:: Aim ::
Express the material below, from the line with "If you could indicate the podium" to the line with "point(152, 82)", inclusive, as a two-column CSV with the header request,answer and one row per request. Put each request's text and its answer in one double-quoted field, replacing line breaks with spaces.

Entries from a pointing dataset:

%%

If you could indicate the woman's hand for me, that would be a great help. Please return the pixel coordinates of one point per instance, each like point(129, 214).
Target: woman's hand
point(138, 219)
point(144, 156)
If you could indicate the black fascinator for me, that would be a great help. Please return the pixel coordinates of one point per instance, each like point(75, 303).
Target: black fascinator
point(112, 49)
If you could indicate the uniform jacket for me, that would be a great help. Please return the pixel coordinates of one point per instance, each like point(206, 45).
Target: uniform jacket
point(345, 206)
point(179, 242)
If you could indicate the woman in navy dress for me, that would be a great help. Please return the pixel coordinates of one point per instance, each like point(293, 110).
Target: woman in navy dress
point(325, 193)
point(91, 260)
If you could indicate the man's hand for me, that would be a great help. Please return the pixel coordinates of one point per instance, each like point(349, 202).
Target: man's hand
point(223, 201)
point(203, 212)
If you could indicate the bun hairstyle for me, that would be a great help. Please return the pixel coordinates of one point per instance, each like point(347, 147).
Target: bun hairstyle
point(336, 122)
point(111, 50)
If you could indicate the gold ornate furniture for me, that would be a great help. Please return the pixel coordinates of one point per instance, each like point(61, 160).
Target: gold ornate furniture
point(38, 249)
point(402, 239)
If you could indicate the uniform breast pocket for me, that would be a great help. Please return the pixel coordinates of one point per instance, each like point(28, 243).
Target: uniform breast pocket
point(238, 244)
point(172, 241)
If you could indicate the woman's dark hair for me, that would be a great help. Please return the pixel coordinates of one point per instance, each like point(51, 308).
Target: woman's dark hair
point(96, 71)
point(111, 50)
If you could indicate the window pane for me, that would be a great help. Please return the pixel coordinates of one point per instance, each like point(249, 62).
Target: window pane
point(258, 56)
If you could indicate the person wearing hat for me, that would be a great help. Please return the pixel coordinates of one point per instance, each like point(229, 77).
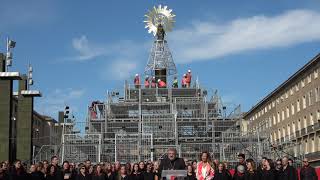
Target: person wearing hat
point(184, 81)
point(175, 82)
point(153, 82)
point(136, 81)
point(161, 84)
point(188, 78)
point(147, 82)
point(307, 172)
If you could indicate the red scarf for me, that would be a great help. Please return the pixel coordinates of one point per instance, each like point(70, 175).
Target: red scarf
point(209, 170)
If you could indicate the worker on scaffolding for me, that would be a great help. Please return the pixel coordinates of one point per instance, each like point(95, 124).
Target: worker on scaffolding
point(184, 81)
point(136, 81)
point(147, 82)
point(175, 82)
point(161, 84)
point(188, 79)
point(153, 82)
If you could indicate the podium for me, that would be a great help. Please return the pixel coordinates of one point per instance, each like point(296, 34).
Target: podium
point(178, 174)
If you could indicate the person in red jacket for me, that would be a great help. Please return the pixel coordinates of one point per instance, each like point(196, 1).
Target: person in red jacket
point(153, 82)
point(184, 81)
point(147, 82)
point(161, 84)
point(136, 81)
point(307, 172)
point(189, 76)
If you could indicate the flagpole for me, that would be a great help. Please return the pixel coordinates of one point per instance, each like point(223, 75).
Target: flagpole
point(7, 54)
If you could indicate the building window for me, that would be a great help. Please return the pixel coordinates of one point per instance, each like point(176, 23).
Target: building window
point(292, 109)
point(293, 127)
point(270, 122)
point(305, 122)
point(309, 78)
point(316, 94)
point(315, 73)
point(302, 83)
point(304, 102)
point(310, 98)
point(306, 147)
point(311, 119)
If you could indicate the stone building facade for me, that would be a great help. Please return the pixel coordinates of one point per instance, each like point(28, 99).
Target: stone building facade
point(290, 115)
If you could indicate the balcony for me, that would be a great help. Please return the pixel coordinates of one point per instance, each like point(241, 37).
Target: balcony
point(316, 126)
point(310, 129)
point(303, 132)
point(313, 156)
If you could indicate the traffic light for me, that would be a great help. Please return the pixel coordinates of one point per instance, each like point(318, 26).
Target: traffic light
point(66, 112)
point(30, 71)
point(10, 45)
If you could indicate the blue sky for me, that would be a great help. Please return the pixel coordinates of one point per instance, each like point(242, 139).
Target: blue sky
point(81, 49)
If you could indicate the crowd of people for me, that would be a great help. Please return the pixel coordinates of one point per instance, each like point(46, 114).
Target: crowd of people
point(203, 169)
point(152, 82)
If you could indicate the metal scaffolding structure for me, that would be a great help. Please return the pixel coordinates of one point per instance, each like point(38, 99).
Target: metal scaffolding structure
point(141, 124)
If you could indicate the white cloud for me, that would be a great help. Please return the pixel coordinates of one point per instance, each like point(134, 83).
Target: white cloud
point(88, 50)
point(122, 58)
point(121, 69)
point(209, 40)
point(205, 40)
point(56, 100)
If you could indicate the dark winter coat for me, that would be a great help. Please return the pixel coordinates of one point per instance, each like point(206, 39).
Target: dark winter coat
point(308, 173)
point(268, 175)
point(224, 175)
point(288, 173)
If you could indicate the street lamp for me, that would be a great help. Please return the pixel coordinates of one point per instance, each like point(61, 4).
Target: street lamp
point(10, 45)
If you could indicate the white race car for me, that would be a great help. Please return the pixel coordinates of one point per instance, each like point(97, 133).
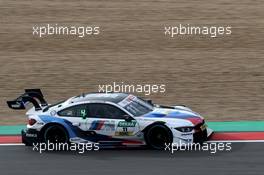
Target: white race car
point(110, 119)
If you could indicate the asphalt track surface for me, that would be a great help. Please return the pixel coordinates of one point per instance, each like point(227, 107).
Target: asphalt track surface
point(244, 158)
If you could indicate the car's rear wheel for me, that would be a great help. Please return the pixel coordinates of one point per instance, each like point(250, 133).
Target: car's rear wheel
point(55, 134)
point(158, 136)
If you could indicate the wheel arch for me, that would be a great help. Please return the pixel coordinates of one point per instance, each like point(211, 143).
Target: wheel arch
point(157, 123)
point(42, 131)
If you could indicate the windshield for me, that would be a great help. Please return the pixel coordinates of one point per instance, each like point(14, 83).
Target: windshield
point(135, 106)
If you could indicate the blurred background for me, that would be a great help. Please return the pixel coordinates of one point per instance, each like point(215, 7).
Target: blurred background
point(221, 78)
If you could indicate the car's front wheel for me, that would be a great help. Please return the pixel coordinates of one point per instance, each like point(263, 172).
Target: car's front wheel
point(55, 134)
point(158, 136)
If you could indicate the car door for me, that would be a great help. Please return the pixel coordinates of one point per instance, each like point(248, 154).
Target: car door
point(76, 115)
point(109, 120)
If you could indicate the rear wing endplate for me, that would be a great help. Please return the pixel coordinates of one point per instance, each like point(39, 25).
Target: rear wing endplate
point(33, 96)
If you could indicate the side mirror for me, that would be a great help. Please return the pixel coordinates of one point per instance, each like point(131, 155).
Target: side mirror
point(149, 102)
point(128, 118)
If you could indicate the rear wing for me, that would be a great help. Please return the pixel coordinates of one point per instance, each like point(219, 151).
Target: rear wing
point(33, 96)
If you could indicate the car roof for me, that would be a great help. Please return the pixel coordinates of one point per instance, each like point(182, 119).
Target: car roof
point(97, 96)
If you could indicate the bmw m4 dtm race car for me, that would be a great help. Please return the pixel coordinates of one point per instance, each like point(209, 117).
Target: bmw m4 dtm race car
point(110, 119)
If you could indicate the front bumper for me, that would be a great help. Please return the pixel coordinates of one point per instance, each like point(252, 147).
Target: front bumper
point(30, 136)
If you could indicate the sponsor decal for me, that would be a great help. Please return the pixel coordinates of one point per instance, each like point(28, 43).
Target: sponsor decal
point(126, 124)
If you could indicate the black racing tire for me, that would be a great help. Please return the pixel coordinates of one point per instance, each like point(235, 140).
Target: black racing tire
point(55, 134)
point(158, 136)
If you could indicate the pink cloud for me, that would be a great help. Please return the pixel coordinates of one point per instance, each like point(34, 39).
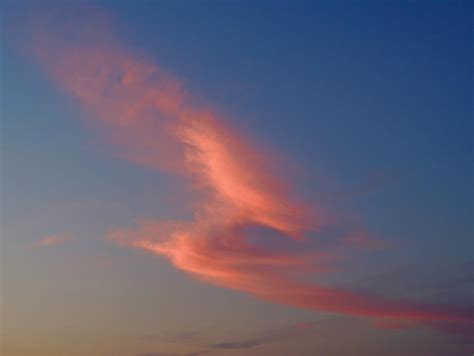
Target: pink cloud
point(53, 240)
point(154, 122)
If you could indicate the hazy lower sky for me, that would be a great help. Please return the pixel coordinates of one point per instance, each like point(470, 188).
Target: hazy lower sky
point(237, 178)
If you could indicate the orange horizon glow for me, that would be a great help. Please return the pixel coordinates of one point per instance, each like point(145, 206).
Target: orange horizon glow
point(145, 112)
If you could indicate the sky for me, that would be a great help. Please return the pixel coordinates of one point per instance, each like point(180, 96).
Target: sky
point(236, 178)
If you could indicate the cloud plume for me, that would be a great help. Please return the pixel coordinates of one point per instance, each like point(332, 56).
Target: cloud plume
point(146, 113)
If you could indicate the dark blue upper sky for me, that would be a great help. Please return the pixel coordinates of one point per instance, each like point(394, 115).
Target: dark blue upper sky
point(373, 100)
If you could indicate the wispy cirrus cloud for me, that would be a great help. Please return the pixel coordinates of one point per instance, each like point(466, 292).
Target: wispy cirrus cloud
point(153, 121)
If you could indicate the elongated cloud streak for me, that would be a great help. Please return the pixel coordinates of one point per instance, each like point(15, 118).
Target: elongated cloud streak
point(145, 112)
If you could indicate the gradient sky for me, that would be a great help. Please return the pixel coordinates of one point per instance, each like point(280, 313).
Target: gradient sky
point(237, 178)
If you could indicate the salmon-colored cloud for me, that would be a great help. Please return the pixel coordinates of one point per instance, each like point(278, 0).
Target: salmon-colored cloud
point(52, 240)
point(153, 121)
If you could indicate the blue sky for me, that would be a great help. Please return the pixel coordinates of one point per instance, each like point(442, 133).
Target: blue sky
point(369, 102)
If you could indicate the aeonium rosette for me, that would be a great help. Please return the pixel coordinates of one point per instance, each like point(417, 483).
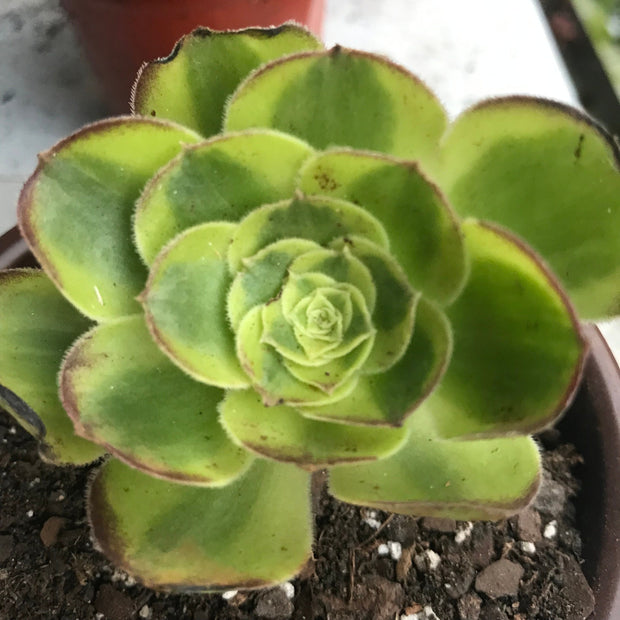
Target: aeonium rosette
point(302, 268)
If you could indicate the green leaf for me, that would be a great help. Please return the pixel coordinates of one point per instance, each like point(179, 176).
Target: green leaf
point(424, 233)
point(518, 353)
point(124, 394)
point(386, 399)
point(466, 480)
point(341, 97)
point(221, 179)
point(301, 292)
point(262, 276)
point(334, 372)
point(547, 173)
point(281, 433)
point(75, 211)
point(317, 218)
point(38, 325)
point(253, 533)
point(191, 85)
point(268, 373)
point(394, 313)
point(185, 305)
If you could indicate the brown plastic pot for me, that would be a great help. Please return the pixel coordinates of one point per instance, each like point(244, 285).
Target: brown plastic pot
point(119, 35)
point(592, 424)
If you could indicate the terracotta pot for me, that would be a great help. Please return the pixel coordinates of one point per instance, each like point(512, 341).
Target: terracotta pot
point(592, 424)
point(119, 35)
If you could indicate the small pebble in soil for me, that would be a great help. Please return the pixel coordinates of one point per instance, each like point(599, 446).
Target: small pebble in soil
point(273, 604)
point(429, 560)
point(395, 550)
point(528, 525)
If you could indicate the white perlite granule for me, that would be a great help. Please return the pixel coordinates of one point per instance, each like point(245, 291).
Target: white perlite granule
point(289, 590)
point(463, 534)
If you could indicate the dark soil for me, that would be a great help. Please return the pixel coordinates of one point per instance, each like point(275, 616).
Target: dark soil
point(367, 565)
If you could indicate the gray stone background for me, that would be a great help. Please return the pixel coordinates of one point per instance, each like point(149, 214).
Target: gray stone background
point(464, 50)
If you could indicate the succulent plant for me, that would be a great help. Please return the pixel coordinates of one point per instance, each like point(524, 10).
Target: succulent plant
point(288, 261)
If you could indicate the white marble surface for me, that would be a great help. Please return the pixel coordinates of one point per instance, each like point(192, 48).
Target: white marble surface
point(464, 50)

%%

:: Output of the exercise ::
request,answer
"If you could indicate the podium for me, that would be a great help. Please return the pixel coordinates of one point per instance, each like point(296, 34). Target: podium","point(178, 174)"
"If you could indicate the person in red jacket for me, that would be a great help. Please return the pixel coordinates of one point per instance, each like point(196, 1). Target: person in red jacket","point(153, 82) point(184, 81) point(147, 82) point(161, 84) point(136, 81) point(307, 172) point(189, 76)"
"If you could indicate the flagpole for me, that would be a great help. Please return the pixel coordinates of one point per instance, each like point(223, 75). Target: flagpole","point(7, 54)"
"If you could indicate the building window for me, that would be a great help. Please return the pixel coordinates of one point per instance, each like point(176, 23). Target: building window","point(292, 109) point(293, 127) point(270, 122) point(305, 122) point(309, 78) point(316, 94) point(315, 73) point(302, 83) point(304, 102) point(310, 98) point(306, 147) point(311, 119)"
"If you could indicate the stone building facade for me, that would be a great help. Please return the pixel coordinates of one point per instance, each like point(28, 99). Target: stone building facade","point(290, 115)"
"If you could indicate the balcony for me, that would be a great help. Please return the pixel coordinates of one point per instance, each like point(241, 37). Target: balcony","point(316, 126) point(310, 129) point(303, 132) point(313, 156)"
"If you could indicate the traffic light for me, that would be a great help. Please return the pixel coordinates of one point per instance, each like point(318, 26). Target: traffic light","point(66, 112) point(30, 71) point(10, 45)"
"If you could indicate the blue sky for me, that would be a great help. Please return the pixel coordinates of one point per instance, each like point(242, 139). Target: blue sky","point(81, 49)"
"If you could indicate the crowd of people for me, that would be a great help. Please return the pixel coordinates of one point per instance, each like point(46, 114). Target: crowd of people","point(203, 169) point(152, 82)"